DE SAN MIGUEL A SOYAPANGO EN BUS.
Allí, por el Triángulo, donde está el China House; abordamos un bus de la ruta 304, el que viene desde La Unión. Casi nunca está vacío, pero en esa ocasión había muchos asientos para escoger.—Rahema, vámonos en este
asiento de tres, para que no te vayan restregando los sobacos en la cara todas
las vendedoras que se suban.
—Pero… allí va a dar el
sol.
—¿Y qué? Para eso hay cortinas.
Una señora discute con el
mot
orista, porque ya tenemos como veinte minutos de estar en ese lugar. El
conductor murmura algo con la boca llena de comida y continúa engullendo sus
pupusas, sin que, al parecer, le afecte un comino lo que vocifera la impaciente
señora. (Me recuerda el cuento del perro y el elefante, que leí en un almanaque
Escuela para Todos).
En Mercedes Umaña la
historia se repite: otra vez los gritos de la señora, correspondidos por los
respectivos gruñidos del conductor.
Finalmente, la desdichada
mujer se bajó en Soyapango, no sin antes armar otro revuelo con el conductor
—para disfrute nuestro—.
—Que le vaya bien, señora
—responde el acrisolado chofer, en una mezcla de alivio y paciencia.
++++
Objetivos:
**1)** Explica en una a tres oraciones por qué, según el relato del viaje en bus, la señora discute con el motorista antes de que el bus salga.
**2)** Continúa el relato del viaje en bus a partir de su última oración.

Registros del conjunto de datos:
++++
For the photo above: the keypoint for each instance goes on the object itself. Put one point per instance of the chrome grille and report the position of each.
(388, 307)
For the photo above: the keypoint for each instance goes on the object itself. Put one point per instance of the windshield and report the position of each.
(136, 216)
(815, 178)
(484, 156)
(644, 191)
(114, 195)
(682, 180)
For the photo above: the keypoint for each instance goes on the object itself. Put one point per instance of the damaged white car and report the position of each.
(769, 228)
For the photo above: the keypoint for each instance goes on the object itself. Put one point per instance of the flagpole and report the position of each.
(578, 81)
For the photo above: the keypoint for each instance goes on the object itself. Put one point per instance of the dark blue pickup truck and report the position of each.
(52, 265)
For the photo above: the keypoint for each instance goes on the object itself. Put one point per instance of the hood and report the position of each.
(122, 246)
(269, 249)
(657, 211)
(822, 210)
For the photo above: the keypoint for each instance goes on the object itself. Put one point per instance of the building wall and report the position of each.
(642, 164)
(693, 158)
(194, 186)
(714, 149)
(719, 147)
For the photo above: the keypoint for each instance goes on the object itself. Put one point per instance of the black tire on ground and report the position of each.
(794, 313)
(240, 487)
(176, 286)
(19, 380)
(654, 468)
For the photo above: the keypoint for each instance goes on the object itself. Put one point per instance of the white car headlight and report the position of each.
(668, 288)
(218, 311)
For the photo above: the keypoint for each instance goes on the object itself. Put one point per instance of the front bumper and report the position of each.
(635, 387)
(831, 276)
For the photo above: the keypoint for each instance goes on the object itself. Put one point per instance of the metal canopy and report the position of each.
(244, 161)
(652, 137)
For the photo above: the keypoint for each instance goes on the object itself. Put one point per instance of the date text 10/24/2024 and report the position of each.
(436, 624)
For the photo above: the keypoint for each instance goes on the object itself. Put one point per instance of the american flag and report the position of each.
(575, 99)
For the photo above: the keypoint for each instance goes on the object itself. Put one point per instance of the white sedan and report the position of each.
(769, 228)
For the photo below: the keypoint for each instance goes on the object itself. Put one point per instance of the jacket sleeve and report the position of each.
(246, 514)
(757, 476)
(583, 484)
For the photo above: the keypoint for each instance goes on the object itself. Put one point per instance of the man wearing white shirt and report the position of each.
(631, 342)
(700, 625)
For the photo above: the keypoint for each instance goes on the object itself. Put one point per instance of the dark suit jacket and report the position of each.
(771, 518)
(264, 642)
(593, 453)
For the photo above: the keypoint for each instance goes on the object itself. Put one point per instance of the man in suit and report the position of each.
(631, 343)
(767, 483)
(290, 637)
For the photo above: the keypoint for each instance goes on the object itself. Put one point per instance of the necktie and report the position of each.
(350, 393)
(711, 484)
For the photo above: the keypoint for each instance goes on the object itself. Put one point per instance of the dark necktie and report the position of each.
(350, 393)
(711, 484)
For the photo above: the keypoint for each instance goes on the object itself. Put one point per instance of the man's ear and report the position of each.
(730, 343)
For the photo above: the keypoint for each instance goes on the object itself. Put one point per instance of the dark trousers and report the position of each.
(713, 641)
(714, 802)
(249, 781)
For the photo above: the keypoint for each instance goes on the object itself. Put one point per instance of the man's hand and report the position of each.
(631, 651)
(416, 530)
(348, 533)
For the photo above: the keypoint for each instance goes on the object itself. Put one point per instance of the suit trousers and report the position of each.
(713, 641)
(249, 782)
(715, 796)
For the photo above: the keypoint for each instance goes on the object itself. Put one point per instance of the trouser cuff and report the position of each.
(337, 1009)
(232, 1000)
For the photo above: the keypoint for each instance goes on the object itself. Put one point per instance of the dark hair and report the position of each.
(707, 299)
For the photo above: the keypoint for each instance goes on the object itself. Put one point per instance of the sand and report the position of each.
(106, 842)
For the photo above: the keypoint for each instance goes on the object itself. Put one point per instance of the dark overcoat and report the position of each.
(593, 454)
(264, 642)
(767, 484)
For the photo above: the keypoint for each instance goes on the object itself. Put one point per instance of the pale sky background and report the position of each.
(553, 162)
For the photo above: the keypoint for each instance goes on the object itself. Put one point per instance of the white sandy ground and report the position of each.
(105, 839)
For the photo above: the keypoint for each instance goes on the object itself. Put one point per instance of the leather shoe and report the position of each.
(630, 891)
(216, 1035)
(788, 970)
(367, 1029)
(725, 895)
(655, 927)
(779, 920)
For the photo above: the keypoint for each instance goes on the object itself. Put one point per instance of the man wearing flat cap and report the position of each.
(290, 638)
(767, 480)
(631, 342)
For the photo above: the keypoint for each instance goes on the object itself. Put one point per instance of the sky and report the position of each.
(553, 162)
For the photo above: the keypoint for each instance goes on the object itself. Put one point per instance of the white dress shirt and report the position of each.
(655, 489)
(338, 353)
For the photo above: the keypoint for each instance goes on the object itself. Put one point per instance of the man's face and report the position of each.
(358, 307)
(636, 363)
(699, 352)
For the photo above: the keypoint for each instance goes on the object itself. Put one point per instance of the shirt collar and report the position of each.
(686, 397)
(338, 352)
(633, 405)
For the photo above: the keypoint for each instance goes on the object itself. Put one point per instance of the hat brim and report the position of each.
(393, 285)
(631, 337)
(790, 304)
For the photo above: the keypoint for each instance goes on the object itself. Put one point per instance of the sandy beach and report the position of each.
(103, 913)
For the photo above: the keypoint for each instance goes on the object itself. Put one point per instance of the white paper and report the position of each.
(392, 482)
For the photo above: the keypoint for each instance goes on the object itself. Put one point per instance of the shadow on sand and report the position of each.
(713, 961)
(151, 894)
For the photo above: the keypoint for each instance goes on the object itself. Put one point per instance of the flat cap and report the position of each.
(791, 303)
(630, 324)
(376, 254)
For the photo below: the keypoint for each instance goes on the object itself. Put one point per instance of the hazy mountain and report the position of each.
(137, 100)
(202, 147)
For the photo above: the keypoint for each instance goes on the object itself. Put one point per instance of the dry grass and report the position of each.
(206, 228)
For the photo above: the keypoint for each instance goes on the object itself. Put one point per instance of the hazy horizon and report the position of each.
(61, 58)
++++
Respuestas del ejercicio:
**1)** La señora discute con el motorista porque ya llevaban como veinte minutos esperando en ese lugar sin que el bus arrancara. El conductor, mientras tanto, seguía comiendo sus pupusas sin hacerle caso.

**2)**
Medité en la situación el
resto del viaje, para concluir que el ser humano es un animal de costumbres que
se adapta al medio en que vive. Quizá por eso el conductor, acostumbrado a
lidiar con pasajeros molestos, no dio muestras de estar enojado. Además, debía
guardar la calma: todavía le esperaba la trabazón allí por MOLSA.
Bajarse de un bus en la
terminal de Oriente significaba entonces enfrentarse a una multitud de taxistas
que se ofrecían a llevarnos a cualquier lugar del planeta por un precio más
barato. Algunos hasta se tomaban la libertad de tomar por el brazo a la
persona, situación comparable solo a la de regresar al mismo lugar y tener que
sentirse mal por desembarazarse, a veces de mala forma, de los múltiples
cobradores y malvivientes que se procuran una moneda consiguiendo clientes para
los insaciables motoristas.
—Miguelan. (memorias)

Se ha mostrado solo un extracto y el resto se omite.